#### Directions:
Every line of the material must be restated exactly, though not its pictures.

#### Material provided:
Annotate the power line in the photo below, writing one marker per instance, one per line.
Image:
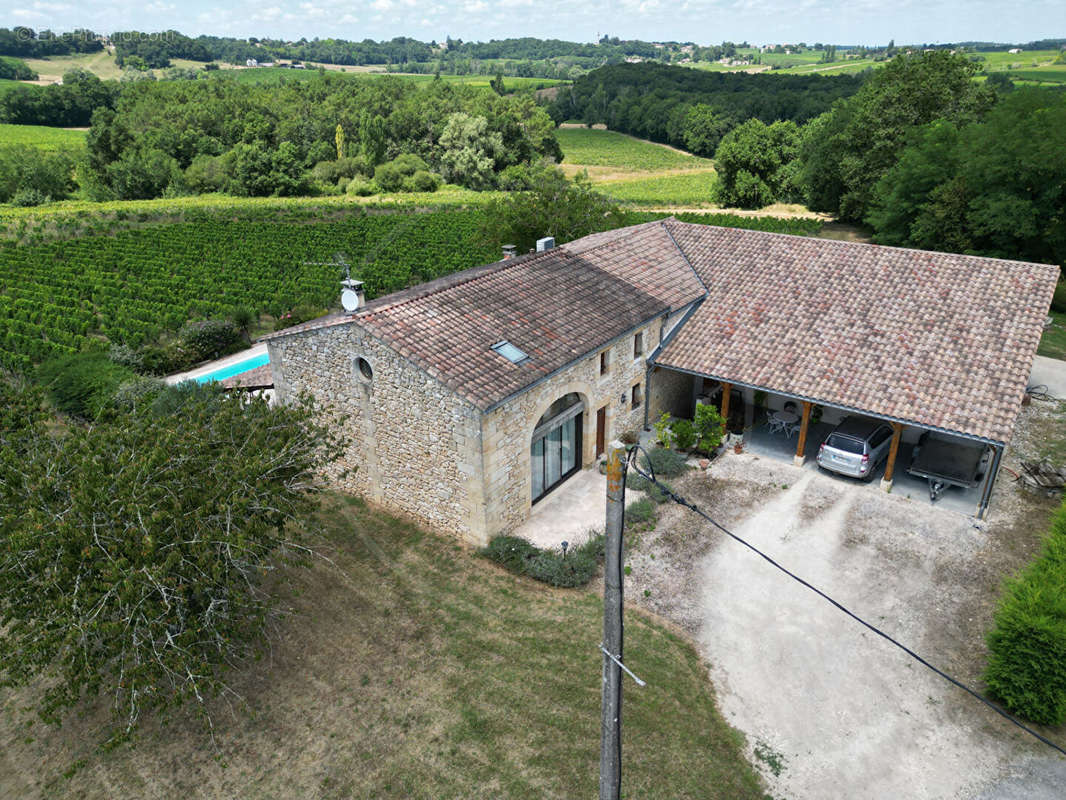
(650, 476)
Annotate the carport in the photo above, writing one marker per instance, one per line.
(801, 447)
(924, 341)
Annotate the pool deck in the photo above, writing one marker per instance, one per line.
(204, 369)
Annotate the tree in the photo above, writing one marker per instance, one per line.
(997, 188)
(132, 552)
(755, 164)
(469, 152)
(339, 139)
(704, 127)
(862, 137)
(553, 206)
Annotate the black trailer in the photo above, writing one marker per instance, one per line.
(946, 461)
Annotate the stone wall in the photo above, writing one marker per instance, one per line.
(672, 392)
(507, 430)
(414, 445)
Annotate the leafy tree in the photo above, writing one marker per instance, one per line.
(82, 384)
(845, 155)
(469, 152)
(754, 164)
(997, 188)
(553, 206)
(132, 552)
(704, 127)
(143, 174)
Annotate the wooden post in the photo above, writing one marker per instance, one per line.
(611, 705)
(802, 444)
(886, 482)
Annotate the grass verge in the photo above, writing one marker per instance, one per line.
(413, 669)
(1053, 340)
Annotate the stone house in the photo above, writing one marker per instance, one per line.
(469, 398)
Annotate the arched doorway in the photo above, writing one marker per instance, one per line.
(555, 447)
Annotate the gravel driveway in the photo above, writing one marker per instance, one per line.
(829, 707)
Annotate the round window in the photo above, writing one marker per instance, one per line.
(365, 368)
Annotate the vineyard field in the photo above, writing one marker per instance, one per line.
(38, 136)
(593, 147)
(692, 189)
(67, 296)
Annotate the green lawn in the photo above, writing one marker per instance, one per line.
(46, 139)
(1053, 341)
(99, 63)
(412, 668)
(684, 189)
(594, 147)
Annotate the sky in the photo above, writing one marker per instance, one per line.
(704, 21)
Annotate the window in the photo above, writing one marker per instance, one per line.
(510, 352)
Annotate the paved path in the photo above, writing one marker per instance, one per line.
(850, 715)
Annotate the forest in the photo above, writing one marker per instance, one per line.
(325, 136)
(693, 109)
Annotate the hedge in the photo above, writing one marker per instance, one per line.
(1027, 665)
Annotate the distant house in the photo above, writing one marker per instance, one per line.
(468, 399)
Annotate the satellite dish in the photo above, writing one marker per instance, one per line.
(350, 300)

#### Reply to the exercise:
Annotate the power line in the photo below, writing one marker per instance, one per line.
Image:
(650, 476)
Annotate the carport in the photo above, writing one marker per instance, one per line.
(801, 447)
(924, 341)
Annotate the pool deck in the photo above, writing one marker per instance, one per line.
(204, 369)
Annotate the tree in the photo above, writing one marker per instance, one per line.
(997, 188)
(132, 552)
(755, 164)
(469, 152)
(339, 139)
(704, 127)
(862, 137)
(553, 206)
Annotate the black trailer in the photo above, writing one marker per instance, one per line.
(946, 461)
Annotate the stone wall in the photo above, writing one marker per instance, one per line.
(672, 392)
(507, 430)
(414, 445)
Annotate the leafy tree in the photo above, writing one marker per instance, one per line.
(82, 384)
(845, 155)
(469, 152)
(754, 164)
(997, 188)
(553, 206)
(132, 552)
(704, 127)
(143, 174)
Annotate the wooden post in the photo above, writing one marker per instance, one per line.
(611, 705)
(802, 444)
(886, 482)
Annotate the grass verge in the photo above, writing one marker per instance, one per line.
(413, 669)
(1053, 340)
Annotate the stone house in the photo above, writing one marker per instance, one per line.
(469, 398)
Annotate the arched doorway in the photo above, writing one marker per instance, one per line.
(555, 447)
Annotate the gravel driveway in the photo above, writing one marker per instance, one per line.
(829, 707)
Annotate the round window in the photo above, writing one marker per instance, one per line.
(365, 368)
Annotate the vineyard field in the photo above, writing one marker per instance, one per line.
(38, 136)
(593, 147)
(692, 189)
(67, 296)
Annotate the green lawn in the photo above, writing one marker per instance, one per line.
(46, 139)
(1053, 341)
(99, 63)
(412, 668)
(684, 189)
(594, 147)
Annotate the sky in the photo above, writing one marker per instance, one per line.
(704, 21)
Annotate the window in the photo above, writing one marker per instance, one per line.
(510, 352)
Annotate the paved path in the photo above, writing one marker per instance, one per line.
(850, 715)
Annotate the forest in the photo above, writing one marker per instance, one per line.
(325, 136)
(693, 109)
Annotate the hedge in the photo above, writing one marker per instance, one per line.
(1027, 665)
Annotate the distant house in the photo above, writing one marker per instance, one per line.
(468, 399)
Annotate the satellite dish in the photo above, writing one marker per instance, one per line.
(350, 300)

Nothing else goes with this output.